Revenue management (RM) is gaining ground as an emerging capability and organizing principle for consumer packaged goods (CPG). Once the province of internal brand teams, RM’s data-driven approach has caught the imagination of industry leaders eager for new ways to expand margin in a low-growth environment. In response, a growing number of consumer-facing firms are making room in their enterprises for a formal RM function.
But pulling together traditionally disparate people and resources to achieve a common RM goal is more complicated than moving lines and boxes around on a page. The organization must be realigned so that RM team members have the authority, tools and resources they need to succeed. This includes establishing influence and decision rights, some of which may overlap with other functions. To avoid communication breakdowns, political infighting and other familiar stumbling blocks, you’ll need a strategy to anticipate and deal with these issues — even before you sit down at the drawing board.
To get an idea of the complexity that RM involves, let’s consider the landscape in which it operates. Revenue management requires a strong understanding of the customer, the brand and the bottom-line implications of bringing these two together. In other words, RM effectively sits at the intersection of sales, marketing and finance (Figure 1).
In practice, companies define and organize RM in different ways. But the function often includes responsibilities such as:
- Pricing and elasticity analysis — analyzing customer behavior to help determine the most profitable price points
- Price pack architecture (PPA) and pack size innovation — designing new, higher-margin product variations based on consumer needs
- Promotion and trade budgeting analysis — gauging how retail partners and consumers respond to tactics such as display fixtures, demonstrations and discounts
- Product mix and assortment optimization — optimizing the number and types of SKUs in the marketplace to maximize profitability
The common thread is the use of data and analytics to pull the levers of product and packaging design, promotion, and price in ways that maximize revenue at different places along the customer journey.

Records

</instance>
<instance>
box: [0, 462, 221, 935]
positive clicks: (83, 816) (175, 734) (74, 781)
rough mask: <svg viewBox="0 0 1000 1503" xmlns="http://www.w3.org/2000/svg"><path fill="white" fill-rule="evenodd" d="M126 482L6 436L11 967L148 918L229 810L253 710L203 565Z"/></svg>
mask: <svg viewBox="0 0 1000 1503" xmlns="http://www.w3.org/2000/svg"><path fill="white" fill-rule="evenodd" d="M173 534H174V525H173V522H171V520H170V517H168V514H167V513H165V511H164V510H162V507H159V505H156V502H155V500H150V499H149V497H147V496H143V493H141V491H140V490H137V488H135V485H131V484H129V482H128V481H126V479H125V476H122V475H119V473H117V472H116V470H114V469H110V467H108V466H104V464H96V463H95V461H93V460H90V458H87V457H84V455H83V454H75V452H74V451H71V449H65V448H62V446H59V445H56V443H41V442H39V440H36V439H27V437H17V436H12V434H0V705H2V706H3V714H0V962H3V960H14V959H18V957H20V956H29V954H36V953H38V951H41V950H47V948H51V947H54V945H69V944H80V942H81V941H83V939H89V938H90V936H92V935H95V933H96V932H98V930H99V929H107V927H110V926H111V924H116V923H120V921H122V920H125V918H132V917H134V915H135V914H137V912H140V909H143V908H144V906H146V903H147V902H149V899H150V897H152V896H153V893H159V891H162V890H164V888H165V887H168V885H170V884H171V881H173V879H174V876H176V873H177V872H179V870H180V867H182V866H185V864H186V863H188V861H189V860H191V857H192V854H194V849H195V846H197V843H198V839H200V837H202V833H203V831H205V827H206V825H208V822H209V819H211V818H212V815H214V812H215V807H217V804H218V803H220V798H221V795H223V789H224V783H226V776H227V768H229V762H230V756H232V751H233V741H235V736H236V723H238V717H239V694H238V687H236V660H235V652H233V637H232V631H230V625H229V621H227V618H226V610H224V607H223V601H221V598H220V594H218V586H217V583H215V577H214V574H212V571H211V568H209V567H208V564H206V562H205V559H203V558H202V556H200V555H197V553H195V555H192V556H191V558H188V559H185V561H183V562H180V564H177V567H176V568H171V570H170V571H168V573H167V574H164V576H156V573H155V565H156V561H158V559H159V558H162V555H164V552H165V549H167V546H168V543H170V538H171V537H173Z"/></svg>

To do
• a. From the revenue management article, copy the stretch from "Revenue management (RM)" through "formal RM function.".
• b. Answer these questions from the revenue management article:
(i) Before firms began adding a formal RM function, whose province was RM?
(ii) What does the abbreviation PPA stand for?
(iii) Which RM responsibility involves gauging how retail partners and consumers respond to display fixtures, demonstrations and discounts?
• c. According to the revenue management article, why does RM sit at the intersection of sales, marketing and finance? Answer in one to three sentences.

Task-by-task results
• a.
Revenue management (RM) is gaining ground as an emerging capability and organizing principle for consumer packaged goods (CPG). Once the province of internal brand teams, RM’s data-driven approach has caught the imagination of industry leaders eager for new ways to expand margin in a low-growth environment. In response, a growing number of consumer-facing firms are making room in their enterprises for a formal RM function.

• b.
(i) Internal brand teams.
(ii) Price pack architecture.
(iii) Promotion and trade budgeting analysis.

• c. Revenue management requires a strong understanding of the customer, the brand and the bottom-line implications of bringing these two together.